● **Ejercicios por resolver**:
**A.** Reescribe el fragmento del texto sobre educación y consumismo que comienza con las palabras "Lo malo, por" y termina con "supremo del consumo.", sustituyendo "progreso" por "avance".
**B.** Prosigue el texto sobre educación y consumismo a partir de su última oración.
═══ Texto extraído ═══
Desde la escuela primaria, el niño aprende hechos prefabricados y razones que están concebidas previamente para justificar y supervalorar tales hechos. Cada cual, desde la más tierna infancia aprende que el progreso (que es, el estado ideal del hombre) estriba en la ambición y en el poder, más que en el conocer. En último extremo, se graba en las mentes blandas de los niños que el conocimiento es necesario, pero solamente un camino para alcanzar el deseado poder.
Fijémonos en que en ninguna de esas premisas se tiene en cuenta ni se fomenta - antes bien, muy al contrario, se anula - la necesidad interna y natural del ser humano de encontrarse consigo mismo y con su función real en el mundo. Se aprende y se enseña, más o menos claramente, que ese ser humano no vale por lo que es, sino por lo que posee o por lo que potencialmente puede llegar a poseer.
La posesión se consigue por una capacidad adquisitiva. Por la capacidad de consumo.
¿Quién saldría realmente beneficiado de ese presunto desarrollo del potencial humano previsto por la enseñanza y la utilización de la informática? ¿Quién ganaría en esa quema de etapas tecnológicas que habría de significar el salto del Tercer Mundo por encima de una era industrial que ya está caducada para Occidente?
¿No significaría acaso la expansión, a niveles planetarios, de la mentalización hacia estratos de consumismo absolutamente necesarios para mantener los mismos centros de poder que ahora nos rigen y que el Tercer Mundo está ahora también en condiciones de anular?
Naturalmente, lo bueno es la posibilidad de mantener e incrementar la religión del consumismo, de la «jerarquía sacro-económica», del fin del ser humano en tanto que integrante convencido - creyente - de esa escala de valores cimentada hacia el utilitarismo.
Lo malo, por el contrario, será la vuelta de espaldas a ese progreso, la negación tácita del éxito como fin, la incredulidad ante el supuesto valor supremo del consumo.
═══ Información registrada ═══
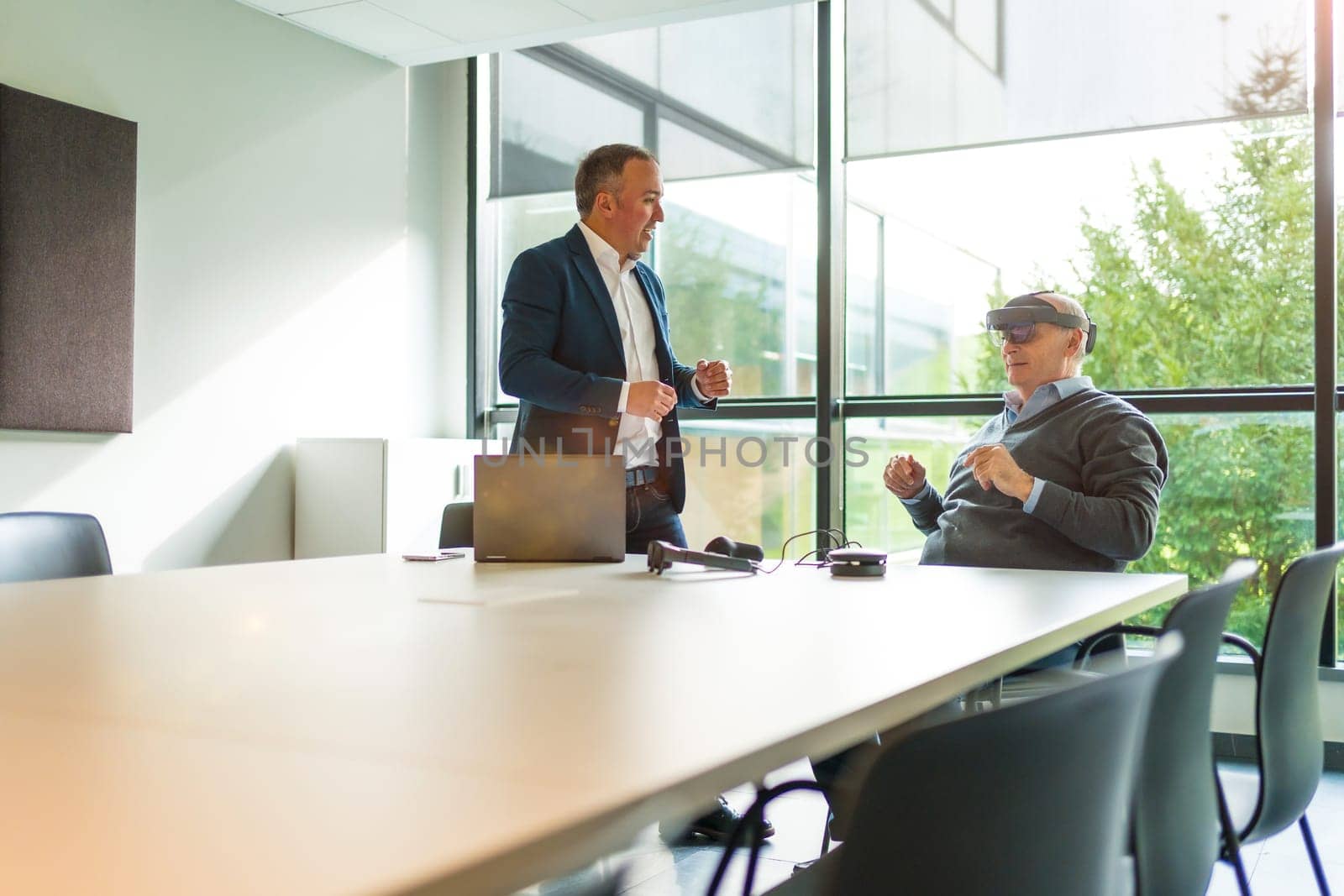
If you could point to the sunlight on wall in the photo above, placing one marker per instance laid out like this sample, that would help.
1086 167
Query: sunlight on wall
339 367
═══
● **Resultados finales**:
**A.**
Lo malo, por el contrario, será la vuelta de espaldas a ese avance, la negación tácita del éxito como fin, la incredulidad ante el supuesto valor supremo del consumo.

**B.**
Para mí, que no creo en absoluto en la aparición de la Era Industrial como fenómeno súbito y desarraigado de la continuidad histórica humana, no es un hecho casual tampoco que Ignacio de Loyola instituyera la Compañía de Jesús como una moderna Sociedad Anónima (recordemos que su nombre latino-eclesial es el de Societas Jesus, la que ha hecho posible las siglas S.J. con las que mundialmente se la conoce), ni que la Iglesia, a través de esta y de otras órdenes, se integrase desde el primer momento en los movimientos económicos mundiales, a través de intervenciones en bancos y compañías financieras e industriales.
Lo abstracto de la sociedad anónima da un carácter carismático e incluso eventualmente suprahumano a la entidad económica.
La industria, la banca, la gran compañía adquiere, en la mente del hombre de la calle del mundo occidental, una categoría casi celeste, con todo cuanto conlleva de mantenimiento y hasta de incremento progresivo del poder omnímodo sobre los seres humanos y, eventualmente, incluso sobre los gobiernos y sobre los estados.
Esa entidad macroeconómica y suprahumana es, de hecho, la que decreta en la actualidad quiénes son los «buenos» y quiénes han de ser considerados como los «malos», quiénes son válidos para integrarse en el sistema y hasta qué catecismos conviene fomentar y proclamar en cada instante para que quede asegurada la continuidad del poder omnímodo.
Si ahora y aquí conviene proclamar el reciclaje del ser
humano hacia la era de la informática, no se trata de un cambio
radical, de la toma de un nuevo camino ante una encrucijada, sino de
señalar cuál de los caminos que surgen en ella es realmente la
continuación del que se ha estado siguiendo hasta este preciso
momento.
Naturalmente, los datos que se manejan son totalmente ciertos. No cabe la menor duda: en menos de veinte años, Japón se ha colocado a la cabeza en prácticamente todos los sectores industriales que estuvieron hasta ahora en manos del mundo occidental.
Es totalmente cierto que el 78,5% de la industria robotizada del mundo se encuentra en las islas niponas, y que los automóviles japoneses, construidos por medio de computadoras, se han colocado en la primera fila de la producción mundial y muy pronto lo estarán también de la exportación.
El fallo está en un menosprecio manifiesto hacia determinado factor que no puede integrarse en las estadísticas al uso: me refiero al espíritu del hombre, al grado de conciencia mostrado por el ser humano en el momento de enfrentarse al hecho de la manipulación.
Por supuesto, es muy difícil - por no decir prácticamente imposible - que nosotros, gente de Occidente, seamos capaces de entender el espíritu japonés prescindiendo de las coordenadas sociológicas en las que estamos integrados. Sin embargo, esa práctica imposibilidad de comprensión no basta para que dejemos limpiamente el hecho a un lado y midamos el fenómeno japonés exclusivamente por nuestro sistema de valores.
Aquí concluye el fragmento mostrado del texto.